The request. Reproduce the rows from the beginning through the line containing "[[[1355,427],[1351,4],[15,15],[24,385],[644,323]]]", inclusive, swapping every "rocky mountain range" for "jagged mountain range" and leaving all else unchanged.

##### Data to use #####

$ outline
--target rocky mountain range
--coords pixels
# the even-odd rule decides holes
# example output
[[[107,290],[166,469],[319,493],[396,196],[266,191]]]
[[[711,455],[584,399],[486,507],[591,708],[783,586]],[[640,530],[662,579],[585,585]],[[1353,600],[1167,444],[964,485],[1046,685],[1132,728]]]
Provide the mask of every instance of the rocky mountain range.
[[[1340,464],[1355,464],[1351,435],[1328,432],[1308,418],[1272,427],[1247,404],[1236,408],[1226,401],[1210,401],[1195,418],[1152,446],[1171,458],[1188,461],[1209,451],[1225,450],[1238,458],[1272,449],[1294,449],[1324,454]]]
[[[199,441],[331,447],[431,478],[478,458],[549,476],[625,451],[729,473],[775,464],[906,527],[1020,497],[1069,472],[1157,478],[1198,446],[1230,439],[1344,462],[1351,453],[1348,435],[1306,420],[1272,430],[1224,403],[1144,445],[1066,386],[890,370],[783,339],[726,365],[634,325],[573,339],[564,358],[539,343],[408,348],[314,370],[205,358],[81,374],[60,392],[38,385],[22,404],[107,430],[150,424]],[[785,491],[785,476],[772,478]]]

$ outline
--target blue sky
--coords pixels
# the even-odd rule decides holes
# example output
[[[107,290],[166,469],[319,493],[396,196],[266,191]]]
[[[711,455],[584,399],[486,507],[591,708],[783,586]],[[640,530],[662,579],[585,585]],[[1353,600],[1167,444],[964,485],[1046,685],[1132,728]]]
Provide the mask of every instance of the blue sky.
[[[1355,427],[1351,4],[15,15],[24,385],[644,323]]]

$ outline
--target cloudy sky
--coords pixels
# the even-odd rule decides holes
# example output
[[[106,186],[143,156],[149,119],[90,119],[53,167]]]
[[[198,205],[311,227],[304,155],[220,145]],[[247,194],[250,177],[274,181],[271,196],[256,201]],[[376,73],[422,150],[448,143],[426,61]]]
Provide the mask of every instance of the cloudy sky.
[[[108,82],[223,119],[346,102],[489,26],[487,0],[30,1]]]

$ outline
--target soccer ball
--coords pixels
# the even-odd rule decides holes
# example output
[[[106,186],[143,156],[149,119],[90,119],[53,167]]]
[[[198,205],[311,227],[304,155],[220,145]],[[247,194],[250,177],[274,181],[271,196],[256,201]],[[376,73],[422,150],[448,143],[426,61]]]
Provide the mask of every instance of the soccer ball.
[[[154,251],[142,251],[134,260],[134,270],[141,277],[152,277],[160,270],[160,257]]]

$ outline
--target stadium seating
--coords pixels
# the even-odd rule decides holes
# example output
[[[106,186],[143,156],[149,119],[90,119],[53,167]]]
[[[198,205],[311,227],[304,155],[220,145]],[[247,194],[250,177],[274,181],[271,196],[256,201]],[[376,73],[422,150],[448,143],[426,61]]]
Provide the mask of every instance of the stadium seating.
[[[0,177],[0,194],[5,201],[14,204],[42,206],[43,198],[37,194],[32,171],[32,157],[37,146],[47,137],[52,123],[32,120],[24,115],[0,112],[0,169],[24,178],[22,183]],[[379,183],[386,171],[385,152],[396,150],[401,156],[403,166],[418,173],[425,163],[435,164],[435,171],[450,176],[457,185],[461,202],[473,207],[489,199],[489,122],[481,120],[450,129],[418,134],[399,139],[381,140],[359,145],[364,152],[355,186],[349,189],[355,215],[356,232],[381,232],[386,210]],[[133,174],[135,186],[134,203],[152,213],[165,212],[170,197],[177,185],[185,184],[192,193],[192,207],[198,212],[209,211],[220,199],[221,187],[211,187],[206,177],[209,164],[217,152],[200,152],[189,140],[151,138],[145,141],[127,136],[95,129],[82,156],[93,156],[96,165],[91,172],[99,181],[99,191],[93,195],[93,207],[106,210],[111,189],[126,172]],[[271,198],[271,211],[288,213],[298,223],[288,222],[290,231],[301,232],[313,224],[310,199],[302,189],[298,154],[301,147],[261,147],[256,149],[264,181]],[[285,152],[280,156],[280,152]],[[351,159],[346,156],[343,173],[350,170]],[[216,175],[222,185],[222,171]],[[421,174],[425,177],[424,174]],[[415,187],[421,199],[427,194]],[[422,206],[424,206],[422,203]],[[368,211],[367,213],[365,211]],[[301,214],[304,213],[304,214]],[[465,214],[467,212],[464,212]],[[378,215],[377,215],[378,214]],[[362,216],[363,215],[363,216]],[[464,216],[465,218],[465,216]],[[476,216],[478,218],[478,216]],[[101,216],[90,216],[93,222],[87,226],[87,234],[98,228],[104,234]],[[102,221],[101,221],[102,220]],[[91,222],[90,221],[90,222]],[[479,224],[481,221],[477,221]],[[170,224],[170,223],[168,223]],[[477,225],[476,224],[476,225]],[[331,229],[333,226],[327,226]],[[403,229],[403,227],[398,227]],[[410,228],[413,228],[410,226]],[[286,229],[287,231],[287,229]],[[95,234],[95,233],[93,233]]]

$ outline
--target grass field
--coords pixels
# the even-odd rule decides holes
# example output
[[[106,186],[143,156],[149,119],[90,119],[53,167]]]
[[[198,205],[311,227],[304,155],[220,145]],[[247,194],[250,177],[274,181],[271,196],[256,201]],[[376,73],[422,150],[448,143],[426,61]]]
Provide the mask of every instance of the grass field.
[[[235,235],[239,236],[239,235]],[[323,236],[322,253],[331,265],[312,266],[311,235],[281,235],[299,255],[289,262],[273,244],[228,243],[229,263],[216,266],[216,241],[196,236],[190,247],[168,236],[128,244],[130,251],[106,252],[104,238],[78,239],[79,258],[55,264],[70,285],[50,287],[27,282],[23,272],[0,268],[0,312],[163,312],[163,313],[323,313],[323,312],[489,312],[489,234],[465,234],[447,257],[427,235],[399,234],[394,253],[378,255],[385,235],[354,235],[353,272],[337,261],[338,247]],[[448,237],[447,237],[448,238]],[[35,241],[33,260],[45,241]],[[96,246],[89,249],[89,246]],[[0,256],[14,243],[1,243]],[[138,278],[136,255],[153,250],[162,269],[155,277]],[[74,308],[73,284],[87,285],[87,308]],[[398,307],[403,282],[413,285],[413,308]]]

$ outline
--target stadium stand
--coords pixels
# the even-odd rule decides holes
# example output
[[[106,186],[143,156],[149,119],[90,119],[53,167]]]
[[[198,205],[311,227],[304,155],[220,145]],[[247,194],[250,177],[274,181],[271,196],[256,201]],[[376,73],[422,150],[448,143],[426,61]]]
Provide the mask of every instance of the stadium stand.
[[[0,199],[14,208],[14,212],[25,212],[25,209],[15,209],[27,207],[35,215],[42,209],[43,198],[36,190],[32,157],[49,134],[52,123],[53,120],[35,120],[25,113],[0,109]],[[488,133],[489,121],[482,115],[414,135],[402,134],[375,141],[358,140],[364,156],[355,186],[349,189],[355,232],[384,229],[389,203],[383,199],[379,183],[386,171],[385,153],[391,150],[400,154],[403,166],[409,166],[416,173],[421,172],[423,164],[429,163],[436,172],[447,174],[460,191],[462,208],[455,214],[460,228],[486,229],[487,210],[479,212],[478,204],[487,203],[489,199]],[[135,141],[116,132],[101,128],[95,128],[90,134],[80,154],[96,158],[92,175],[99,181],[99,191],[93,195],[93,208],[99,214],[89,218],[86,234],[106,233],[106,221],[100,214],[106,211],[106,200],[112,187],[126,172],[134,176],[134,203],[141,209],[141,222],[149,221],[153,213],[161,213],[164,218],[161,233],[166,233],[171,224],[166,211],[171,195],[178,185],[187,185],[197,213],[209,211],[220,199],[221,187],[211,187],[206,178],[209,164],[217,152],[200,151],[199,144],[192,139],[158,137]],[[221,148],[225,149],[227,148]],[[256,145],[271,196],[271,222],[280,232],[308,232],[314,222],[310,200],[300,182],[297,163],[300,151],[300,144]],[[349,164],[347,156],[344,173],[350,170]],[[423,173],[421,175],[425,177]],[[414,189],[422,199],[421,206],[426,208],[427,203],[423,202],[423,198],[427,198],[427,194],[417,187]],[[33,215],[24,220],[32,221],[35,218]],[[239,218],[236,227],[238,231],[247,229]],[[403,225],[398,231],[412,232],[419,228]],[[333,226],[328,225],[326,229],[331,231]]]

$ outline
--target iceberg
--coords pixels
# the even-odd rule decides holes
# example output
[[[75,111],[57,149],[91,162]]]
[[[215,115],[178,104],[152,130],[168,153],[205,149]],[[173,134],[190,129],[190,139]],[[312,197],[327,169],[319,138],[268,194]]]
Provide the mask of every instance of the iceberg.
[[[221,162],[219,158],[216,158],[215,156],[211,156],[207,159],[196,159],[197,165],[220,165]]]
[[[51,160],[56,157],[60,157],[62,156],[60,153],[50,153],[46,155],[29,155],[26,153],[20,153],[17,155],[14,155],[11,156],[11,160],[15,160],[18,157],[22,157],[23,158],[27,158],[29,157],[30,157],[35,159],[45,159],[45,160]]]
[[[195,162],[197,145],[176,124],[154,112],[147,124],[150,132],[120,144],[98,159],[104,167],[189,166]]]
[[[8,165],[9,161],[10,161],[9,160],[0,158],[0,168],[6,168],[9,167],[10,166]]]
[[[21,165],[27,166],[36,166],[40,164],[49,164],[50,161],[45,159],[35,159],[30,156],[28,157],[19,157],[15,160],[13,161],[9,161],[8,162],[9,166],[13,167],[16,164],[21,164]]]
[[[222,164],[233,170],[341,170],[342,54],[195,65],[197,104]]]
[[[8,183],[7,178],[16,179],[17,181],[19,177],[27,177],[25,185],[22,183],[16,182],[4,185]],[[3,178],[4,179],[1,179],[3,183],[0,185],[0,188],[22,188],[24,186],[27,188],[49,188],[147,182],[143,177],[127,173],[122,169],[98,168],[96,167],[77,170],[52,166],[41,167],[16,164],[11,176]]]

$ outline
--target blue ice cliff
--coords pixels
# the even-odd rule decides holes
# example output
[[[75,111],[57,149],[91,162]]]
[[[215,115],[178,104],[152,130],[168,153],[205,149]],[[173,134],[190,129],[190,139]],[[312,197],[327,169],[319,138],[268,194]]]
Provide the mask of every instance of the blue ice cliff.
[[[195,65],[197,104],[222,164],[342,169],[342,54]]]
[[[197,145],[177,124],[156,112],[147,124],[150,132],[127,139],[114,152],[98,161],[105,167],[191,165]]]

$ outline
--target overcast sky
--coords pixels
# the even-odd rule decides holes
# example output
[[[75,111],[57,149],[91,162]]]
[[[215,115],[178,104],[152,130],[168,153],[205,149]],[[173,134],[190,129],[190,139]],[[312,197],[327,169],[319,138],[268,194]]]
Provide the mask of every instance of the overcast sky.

#####

Complete output.
$ outline
--target jagged mountain range
--coords pixels
# the even-odd rule decides holes
# example output
[[[107,290],[166,469],[319,493],[396,196],[266,191]]]
[[[711,455],[584,399],[486,507],[591,708],[783,586]],[[640,530],[662,579],[585,585]],[[1353,600],[1167,444],[964,485],[1046,685],[1132,728]]]
Provide the mask of every instance of the jagged mountain range.
[[[1340,464],[1355,464],[1351,435],[1328,432],[1308,418],[1272,427],[1247,404],[1236,408],[1226,401],[1210,401],[1195,418],[1152,446],[1171,458],[1188,461],[1209,451],[1225,450],[1238,458],[1272,449],[1294,449],[1324,454]]]
[[[199,441],[331,447],[431,478],[478,458],[549,476],[625,451],[729,473],[775,464],[906,527],[1020,497],[1069,472],[1157,478],[1198,446],[1230,439],[1344,462],[1351,453],[1348,435],[1306,420],[1272,430],[1224,403],[1144,445],[1066,386],[890,370],[783,339],[726,365],[634,325],[573,339],[564,358],[539,343],[408,348],[314,370],[205,358],[81,374],[60,392],[38,385],[22,404],[107,430],[150,424]],[[785,491],[785,476],[772,478]]]

$ outline
--target blue sky
--coords pixels
# the even-odd rule decides holes
# example output
[[[107,290],[166,469],[319,493],[396,196],[266,191]]]
[[[711,455],[584,399],[486,507],[591,708],[783,586]],[[640,530],[662,579],[585,585]],[[1353,600],[1167,444],[964,485],[1046,685],[1132,728]]]
Provide the mask of every instance of the blue sky.
[[[1355,427],[1351,4],[15,15],[24,385],[644,323]]]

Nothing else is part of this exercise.